Fitch Ratings yesterday (28) noted that in the last six months, official reserves have risen in most of Asia Pacific frontier economies. However, it added that Sri Lanka is the sole exception, with reserves falling to $ 4 billion by end-May 2021, from $ 5.7 billion in end-2020.
It added that external positions have strengthened for most rated frontier sovereigns in Asia over 1H21, reducing downside risks to ratings. Nonetheless, Fitch believes external liquidity strains will continue to present challenges for 2022 and beyond for many of these sovereigns, with medium-term pressures being particularly marked in Sri Lanka and Laos (both “CCC”).
“Where reserves have risen, the increase should provide a cushion against potential difficulties in accessing external finance and associated external liquidity stress, and reduce the likelihood of negative rating action, all else being equal,” it added.

———

◆ LIST OF TASKS
(a) According to the note on Asia Pacific frontier reserves, what had Sri Lanka's reserves fallen to by end-May 2021?
(b) Copy the passage from the note on Asia Pacific frontier reserves, starting at "Fitch Ratings yesterday" and ending at "billion in end-2020.".

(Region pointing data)
———

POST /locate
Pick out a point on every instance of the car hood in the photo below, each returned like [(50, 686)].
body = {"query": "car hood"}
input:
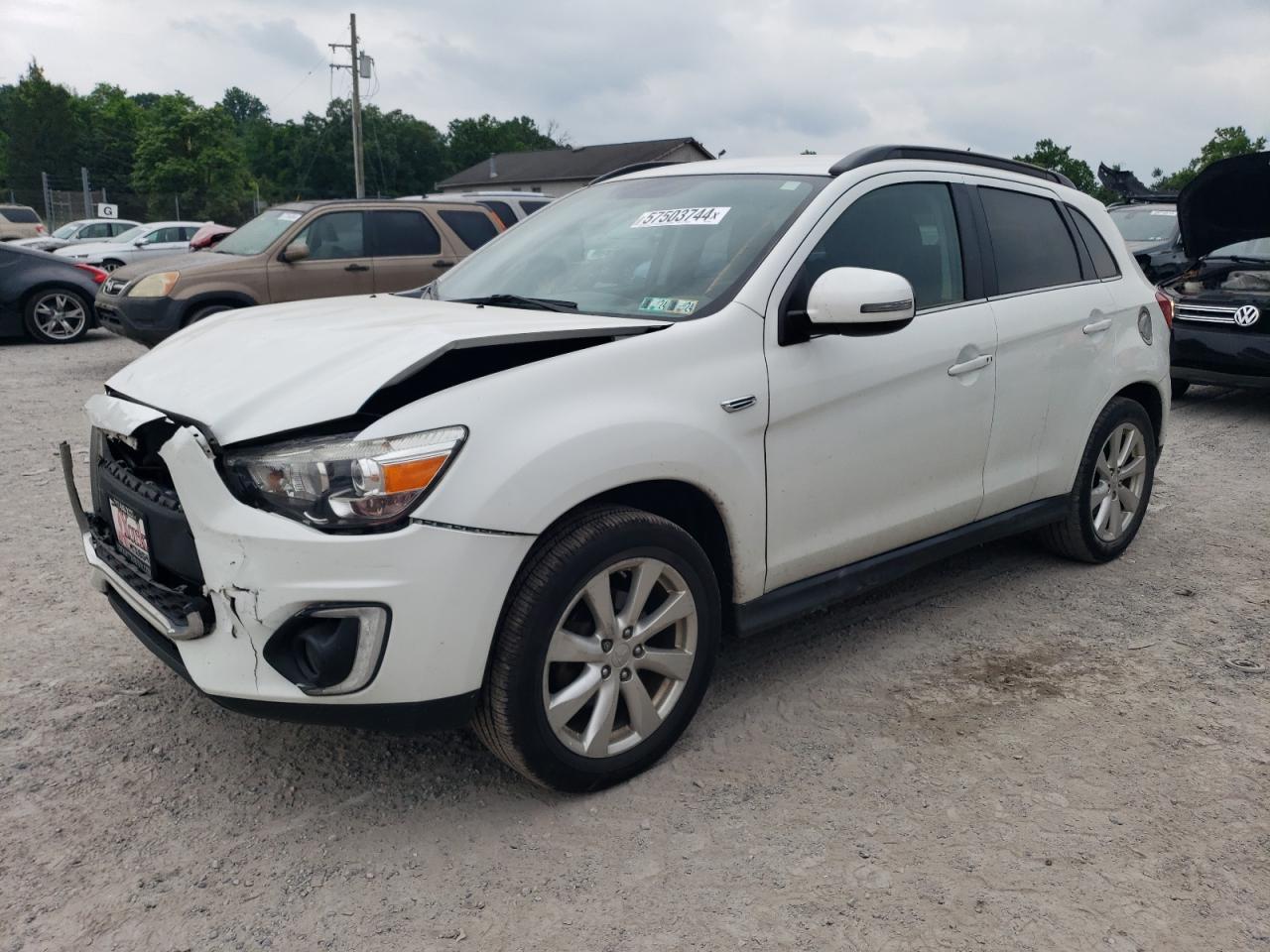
[(262, 371), (1227, 202)]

———

◆ SOLUTIONS
(a) $4 billion, down from $5.7 billion at end-2020.

(b)
Fitch Ratings yesterday (28) noted that in the last six months, official reserves have risen in most of Asia Pacific frontier economies. However, it added that Sri Lanka is the sole exception, with reserves falling to $ 4 billion by end-May 2021, from $ 5.7 billion in end-2020.